┌──
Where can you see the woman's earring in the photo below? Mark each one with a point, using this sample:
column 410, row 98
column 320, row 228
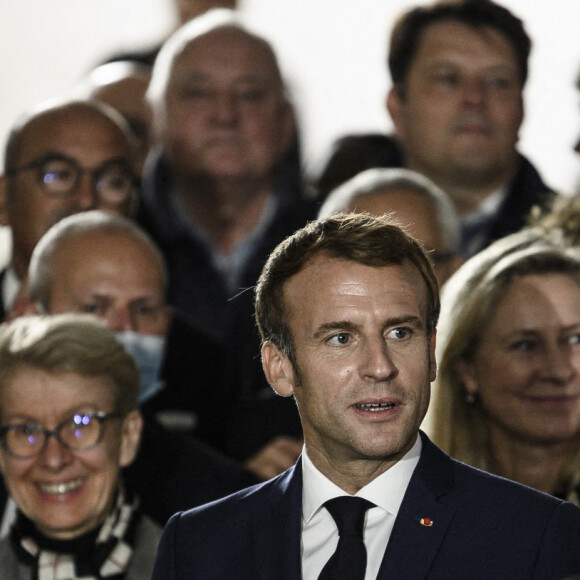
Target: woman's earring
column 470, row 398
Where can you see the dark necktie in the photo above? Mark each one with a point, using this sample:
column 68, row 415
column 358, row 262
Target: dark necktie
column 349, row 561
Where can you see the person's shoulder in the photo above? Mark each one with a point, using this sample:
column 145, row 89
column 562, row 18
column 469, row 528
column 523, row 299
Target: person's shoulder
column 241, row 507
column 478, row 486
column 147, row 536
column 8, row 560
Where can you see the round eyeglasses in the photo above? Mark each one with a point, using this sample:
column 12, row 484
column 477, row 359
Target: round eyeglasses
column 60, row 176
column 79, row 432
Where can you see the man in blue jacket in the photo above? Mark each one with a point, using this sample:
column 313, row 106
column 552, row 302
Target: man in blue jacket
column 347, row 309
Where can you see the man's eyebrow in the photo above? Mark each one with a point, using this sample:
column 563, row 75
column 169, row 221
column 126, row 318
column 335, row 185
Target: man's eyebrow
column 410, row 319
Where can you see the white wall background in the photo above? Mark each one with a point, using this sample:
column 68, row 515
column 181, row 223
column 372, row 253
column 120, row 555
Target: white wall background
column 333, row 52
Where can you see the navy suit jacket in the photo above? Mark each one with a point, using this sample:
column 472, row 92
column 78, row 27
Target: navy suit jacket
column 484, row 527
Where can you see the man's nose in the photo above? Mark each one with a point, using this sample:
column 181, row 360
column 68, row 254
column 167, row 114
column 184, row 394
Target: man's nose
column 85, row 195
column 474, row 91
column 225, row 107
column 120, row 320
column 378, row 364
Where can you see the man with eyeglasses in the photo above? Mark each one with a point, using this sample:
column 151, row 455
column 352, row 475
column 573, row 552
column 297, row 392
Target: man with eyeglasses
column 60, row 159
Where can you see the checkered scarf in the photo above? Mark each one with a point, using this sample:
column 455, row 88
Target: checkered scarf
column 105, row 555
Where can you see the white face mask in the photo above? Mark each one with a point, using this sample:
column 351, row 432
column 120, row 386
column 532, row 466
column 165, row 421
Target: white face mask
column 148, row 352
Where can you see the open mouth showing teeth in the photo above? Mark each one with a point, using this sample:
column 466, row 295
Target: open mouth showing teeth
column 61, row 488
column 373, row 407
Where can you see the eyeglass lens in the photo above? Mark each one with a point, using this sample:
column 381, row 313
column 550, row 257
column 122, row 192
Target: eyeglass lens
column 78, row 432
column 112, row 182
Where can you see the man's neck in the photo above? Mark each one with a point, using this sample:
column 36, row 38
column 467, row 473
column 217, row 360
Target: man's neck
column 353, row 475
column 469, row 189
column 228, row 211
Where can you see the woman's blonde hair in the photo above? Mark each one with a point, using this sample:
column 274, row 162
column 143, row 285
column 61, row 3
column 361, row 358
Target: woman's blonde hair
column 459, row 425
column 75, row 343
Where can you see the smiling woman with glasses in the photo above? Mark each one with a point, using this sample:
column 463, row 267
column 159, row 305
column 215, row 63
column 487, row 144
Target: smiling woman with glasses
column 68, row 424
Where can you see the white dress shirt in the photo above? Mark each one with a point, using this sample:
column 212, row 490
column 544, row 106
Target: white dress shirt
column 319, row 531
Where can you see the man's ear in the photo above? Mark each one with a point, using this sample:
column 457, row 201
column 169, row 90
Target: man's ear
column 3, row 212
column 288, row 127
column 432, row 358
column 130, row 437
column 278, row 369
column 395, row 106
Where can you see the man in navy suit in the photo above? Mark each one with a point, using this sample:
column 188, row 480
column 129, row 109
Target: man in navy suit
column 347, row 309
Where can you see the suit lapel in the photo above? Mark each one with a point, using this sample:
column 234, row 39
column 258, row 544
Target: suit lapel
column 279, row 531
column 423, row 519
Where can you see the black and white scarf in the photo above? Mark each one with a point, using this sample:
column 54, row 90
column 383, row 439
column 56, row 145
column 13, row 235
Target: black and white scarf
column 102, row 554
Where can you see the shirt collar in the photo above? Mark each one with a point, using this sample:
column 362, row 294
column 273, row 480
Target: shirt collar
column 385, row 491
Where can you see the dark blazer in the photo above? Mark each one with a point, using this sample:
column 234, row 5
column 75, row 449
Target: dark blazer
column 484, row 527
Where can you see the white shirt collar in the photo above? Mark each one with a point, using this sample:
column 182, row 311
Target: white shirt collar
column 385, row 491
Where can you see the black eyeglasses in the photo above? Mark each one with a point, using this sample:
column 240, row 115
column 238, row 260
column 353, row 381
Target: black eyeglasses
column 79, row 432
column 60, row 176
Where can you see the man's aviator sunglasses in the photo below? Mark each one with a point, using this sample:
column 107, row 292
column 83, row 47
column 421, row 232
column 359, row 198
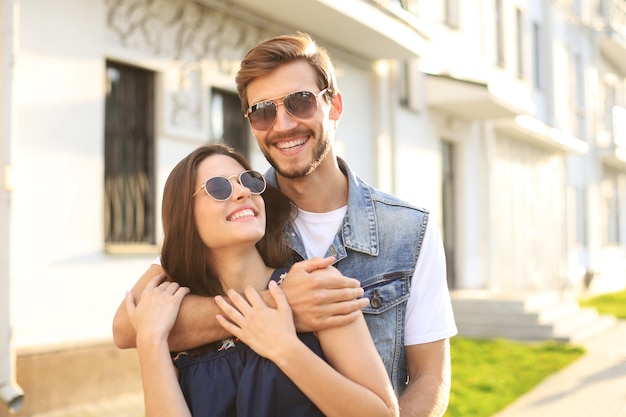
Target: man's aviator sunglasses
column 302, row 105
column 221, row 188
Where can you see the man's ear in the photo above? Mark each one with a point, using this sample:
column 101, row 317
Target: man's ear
└──
Which lines hold the word "below"? Copy each of them from the records.

• [Exercise solution]
Where can you see the woman's earring in the photo below? Mark each one with a point, using this sample:
Where can you see the man's aviator sunglasses in the photo below? Mark each one with a point, using this sample:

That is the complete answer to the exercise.